● Exercise materials
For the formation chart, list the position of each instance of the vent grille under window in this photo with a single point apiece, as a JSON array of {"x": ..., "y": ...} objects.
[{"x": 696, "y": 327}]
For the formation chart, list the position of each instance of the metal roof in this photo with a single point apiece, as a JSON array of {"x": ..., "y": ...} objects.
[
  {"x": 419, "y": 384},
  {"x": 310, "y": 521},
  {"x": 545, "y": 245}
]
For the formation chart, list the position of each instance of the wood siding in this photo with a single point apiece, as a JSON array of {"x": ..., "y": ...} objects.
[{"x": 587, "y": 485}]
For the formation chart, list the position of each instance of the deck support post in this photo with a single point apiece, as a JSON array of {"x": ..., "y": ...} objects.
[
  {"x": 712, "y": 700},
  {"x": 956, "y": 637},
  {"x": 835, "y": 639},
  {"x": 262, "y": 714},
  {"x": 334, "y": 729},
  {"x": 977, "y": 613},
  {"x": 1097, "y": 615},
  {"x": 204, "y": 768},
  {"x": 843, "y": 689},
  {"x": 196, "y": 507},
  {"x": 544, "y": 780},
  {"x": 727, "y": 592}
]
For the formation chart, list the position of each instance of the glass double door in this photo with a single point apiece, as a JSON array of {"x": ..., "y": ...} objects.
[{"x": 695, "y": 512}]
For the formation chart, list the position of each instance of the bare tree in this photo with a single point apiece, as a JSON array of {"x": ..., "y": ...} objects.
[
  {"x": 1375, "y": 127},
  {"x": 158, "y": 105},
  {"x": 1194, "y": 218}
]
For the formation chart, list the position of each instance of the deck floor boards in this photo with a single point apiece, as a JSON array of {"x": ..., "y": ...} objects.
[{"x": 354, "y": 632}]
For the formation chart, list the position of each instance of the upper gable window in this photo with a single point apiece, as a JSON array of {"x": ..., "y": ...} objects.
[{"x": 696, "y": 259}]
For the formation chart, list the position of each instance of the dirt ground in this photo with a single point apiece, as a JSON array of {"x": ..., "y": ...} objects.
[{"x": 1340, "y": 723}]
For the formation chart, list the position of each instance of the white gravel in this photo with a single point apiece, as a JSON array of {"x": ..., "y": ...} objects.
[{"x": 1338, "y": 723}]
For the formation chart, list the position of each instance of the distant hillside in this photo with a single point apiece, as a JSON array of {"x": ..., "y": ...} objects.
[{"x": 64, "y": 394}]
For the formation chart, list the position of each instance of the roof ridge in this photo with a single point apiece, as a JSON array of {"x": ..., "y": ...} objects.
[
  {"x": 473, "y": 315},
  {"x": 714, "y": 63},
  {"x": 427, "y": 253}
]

● Task requirements
Can you rewrite all of the data above, changing "formation chart" to "site survey" everywhere and leaving every other character as it is?

● Result
For the site survey, list the position of each instance of the vent grille under window in this photo with a single point apiece, as a JSON array of {"x": ..., "y": ...} objects.
[{"x": 696, "y": 327}]
For the site survey, list the position of each instance of the metal roof in this photo with a single point apiece, as a JSON array of {"x": ..., "y": ...} objects.
[
  {"x": 419, "y": 384},
  {"x": 310, "y": 521},
  {"x": 545, "y": 245}
]
For the site survey, list the position of each instance of the wood siding in this photo with a single point apiece, as a JSON array of {"x": ..., "y": ...} objects.
[{"x": 587, "y": 485}]
For the site survey, list the position of each instance of the deck support post in this photo with a single point apiece, as a JSON array of {"x": ..., "y": ...} objects.
[
  {"x": 712, "y": 700},
  {"x": 956, "y": 637},
  {"x": 835, "y": 639},
  {"x": 262, "y": 714},
  {"x": 334, "y": 729},
  {"x": 977, "y": 613},
  {"x": 1097, "y": 615},
  {"x": 204, "y": 768},
  {"x": 843, "y": 689},
  {"x": 196, "y": 507},
  {"x": 544, "y": 780},
  {"x": 727, "y": 592}
]
For the site survey, list the position of each instance of the glass double door in this photo with a single point apiece, as a JSON array of {"x": ..., "y": ...} objects.
[{"x": 695, "y": 512}]
For the site survey, list the position of each instance of the bare tree in this photo with a single point apiece, as a JSON array of {"x": ..., "y": ...} objects.
[
  {"x": 1375, "y": 127},
  {"x": 158, "y": 105},
  {"x": 1194, "y": 218}
]
For the site survey, list the position of each instance of the deck floor boards in this photo with a single point apiece, as a JSON array of {"x": ..., "y": ...} objects.
[{"x": 354, "y": 632}]
For the site survey, list the position of each instance of the upper gable window in this photo with a single point apiece, as a JSON array of {"x": ..., "y": ...} objects.
[{"x": 696, "y": 259}]
For the site survey, list the position of each instance of the dirt ground in this photo with a single point apiece, as a JSON array of {"x": ..., "y": ...} objects.
[{"x": 1340, "y": 723}]
For the site survey, list the position of each instance of the white gravel in this photo with a single point apiece, as a JSON array of {"x": ..., "y": ...} objects.
[{"x": 1338, "y": 723}]
For the site survey, list the position of each instance of the distant hillside in this photo with a single point apiece, as a JSON array of {"x": ..., "y": ...} objects.
[{"x": 64, "y": 394}]
For the site survey, list the position of each instance of the roof ridge in this photo with a single point apiece, as a JSON array of {"x": ..., "y": ...} objects.
[
  {"x": 473, "y": 315},
  {"x": 714, "y": 63},
  {"x": 427, "y": 253}
]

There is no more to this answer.